- _REQUIREMENT 1_: Pick out every line of the entries below that contains the string "mane", and copy each one. Case counts.

Not only do most consumers not want these features, it is becoming apparent that they’re not satisfied with the implementation or performance of the features. According to Nielsen, the feature that registered the least desirability was voice recognition. Even backup cameras were found to be a low priority for car buyers. Online concierge services such as OnStar didn’t ring too many bells either. Onboard apps and hard drives for storing digital files might appeal to some music lovers, but few believe they should be standard equipment.

In short, people don’t want all of this complex operating and entertainment technology crammed into their cars, and they resent paying for it. I’ve been on this rant for a long time. Manufacturers continue to ratchet up the price of cars unreasonably while reducing dealer profit margins. Now it appears the research community is beginning to agree with my message — or at least half of my message, anyway.

The National Highway Traffic Safety Administration and Mothers Against Drunk Driving have introduced a prototype vehicle that uses the same technology as breathalyzer machines to automatically measure a driver's blood-alcohol content.
The National Highway Traffic Safety Administration and Mothers Against Drunk Driving have introduced a prototype vehicle that uses the same technology as breathalyzer machines to automatically measure a driver's blood-alcohol content.

Politicians Can’t Help Themselves

In an effort to appease the increasingly powerful Mothers Against Drunk Driving (MADD) lobby; The National Highway Traffic Safety Administration (NHTSA) introduced a prototype vehicle featuring advanced alcohol detection technology.

- _DATA SUPPLIED_:

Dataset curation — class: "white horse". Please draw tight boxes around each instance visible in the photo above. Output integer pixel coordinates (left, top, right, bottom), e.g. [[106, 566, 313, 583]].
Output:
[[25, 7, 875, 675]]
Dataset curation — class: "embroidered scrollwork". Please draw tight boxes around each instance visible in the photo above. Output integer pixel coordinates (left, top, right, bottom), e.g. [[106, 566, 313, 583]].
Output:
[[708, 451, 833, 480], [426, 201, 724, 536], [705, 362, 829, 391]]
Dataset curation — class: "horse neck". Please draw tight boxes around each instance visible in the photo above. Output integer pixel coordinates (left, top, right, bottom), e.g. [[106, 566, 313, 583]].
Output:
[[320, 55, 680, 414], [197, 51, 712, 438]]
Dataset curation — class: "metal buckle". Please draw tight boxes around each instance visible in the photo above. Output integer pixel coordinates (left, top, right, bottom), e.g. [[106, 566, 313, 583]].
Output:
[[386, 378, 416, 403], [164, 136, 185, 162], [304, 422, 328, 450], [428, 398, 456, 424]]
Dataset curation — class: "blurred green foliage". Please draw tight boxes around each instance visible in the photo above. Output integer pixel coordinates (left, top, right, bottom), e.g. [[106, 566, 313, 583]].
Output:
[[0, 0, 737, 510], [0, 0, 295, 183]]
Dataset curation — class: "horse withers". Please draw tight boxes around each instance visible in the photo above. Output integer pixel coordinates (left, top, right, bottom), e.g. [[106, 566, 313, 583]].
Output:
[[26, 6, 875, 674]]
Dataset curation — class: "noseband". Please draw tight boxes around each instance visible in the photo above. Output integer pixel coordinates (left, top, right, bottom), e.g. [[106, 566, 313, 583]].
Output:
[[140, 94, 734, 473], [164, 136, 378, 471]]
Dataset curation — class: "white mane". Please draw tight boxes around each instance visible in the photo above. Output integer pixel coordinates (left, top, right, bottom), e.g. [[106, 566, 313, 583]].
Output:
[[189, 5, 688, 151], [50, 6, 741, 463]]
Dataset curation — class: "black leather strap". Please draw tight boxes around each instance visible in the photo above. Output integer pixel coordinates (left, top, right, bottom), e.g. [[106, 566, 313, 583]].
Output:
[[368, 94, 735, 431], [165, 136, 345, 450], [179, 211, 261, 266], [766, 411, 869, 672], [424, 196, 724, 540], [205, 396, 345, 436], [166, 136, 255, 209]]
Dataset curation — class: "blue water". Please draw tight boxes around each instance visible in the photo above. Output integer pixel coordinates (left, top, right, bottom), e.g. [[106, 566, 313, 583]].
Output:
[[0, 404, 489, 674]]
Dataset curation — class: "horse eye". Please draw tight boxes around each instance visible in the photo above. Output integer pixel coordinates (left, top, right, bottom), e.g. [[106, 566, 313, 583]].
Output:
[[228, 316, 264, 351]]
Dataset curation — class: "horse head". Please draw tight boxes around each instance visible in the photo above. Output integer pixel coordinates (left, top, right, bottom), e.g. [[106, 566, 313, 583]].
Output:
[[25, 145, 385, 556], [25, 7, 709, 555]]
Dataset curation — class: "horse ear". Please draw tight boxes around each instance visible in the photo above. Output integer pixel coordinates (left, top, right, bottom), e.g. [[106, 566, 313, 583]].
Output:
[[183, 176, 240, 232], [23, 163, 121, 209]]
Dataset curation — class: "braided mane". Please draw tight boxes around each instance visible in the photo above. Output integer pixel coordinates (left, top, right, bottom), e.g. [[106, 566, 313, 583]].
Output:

==

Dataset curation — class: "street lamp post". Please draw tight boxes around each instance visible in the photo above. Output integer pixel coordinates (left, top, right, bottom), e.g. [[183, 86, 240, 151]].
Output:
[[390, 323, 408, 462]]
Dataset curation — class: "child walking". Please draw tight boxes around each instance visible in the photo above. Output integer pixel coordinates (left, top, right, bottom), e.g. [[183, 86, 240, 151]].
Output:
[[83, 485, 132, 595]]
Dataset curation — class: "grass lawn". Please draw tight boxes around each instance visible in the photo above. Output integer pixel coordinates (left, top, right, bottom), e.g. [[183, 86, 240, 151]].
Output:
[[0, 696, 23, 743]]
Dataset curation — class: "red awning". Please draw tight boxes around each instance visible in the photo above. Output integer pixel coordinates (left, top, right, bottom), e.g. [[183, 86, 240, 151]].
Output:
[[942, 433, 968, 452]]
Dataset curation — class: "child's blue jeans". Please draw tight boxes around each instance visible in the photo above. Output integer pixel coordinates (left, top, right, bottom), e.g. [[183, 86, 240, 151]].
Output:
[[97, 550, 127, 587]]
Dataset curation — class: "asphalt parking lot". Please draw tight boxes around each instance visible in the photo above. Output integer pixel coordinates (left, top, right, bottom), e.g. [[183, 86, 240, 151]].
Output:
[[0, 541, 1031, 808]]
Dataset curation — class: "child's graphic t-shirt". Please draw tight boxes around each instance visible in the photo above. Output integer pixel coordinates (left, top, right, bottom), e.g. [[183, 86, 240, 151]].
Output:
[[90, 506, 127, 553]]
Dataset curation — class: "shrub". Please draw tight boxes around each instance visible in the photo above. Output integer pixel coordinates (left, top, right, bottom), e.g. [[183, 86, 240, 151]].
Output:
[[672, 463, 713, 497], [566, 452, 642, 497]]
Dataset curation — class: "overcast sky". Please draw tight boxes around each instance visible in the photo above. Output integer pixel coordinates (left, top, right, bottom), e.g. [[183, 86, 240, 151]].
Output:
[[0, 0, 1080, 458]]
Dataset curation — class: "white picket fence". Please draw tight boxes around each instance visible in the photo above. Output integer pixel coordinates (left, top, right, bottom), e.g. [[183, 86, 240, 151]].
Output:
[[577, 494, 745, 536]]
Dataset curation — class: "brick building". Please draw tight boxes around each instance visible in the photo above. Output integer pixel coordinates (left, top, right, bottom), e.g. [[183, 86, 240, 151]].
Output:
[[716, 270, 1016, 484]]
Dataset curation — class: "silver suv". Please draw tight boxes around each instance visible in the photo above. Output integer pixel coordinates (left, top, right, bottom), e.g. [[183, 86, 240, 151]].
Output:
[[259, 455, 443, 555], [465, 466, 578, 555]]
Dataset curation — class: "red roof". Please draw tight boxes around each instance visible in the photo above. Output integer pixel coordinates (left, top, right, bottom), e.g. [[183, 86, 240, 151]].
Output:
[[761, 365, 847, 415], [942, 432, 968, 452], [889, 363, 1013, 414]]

- _REQUIREMENT 2_: In the text on car technology, which feature did Nielsen find registered the least desirability?

- _SOLUTION 1_:
Dataset curation — class: "white mane". Please draw tight boxes around each instance visible in the photo above. Output integer pixel coordinates (left, top, right, bottom), e.g. [[106, 566, 313, 583]].
Dataset curation — class: "braided mane". Please draw tight boxes around each instance visible in the photo above. Output integer pixel coordinates (left, top, right, bottom), e.g. [[106, 566, 313, 583]].

- _SOLUTION 2_: Voice recognition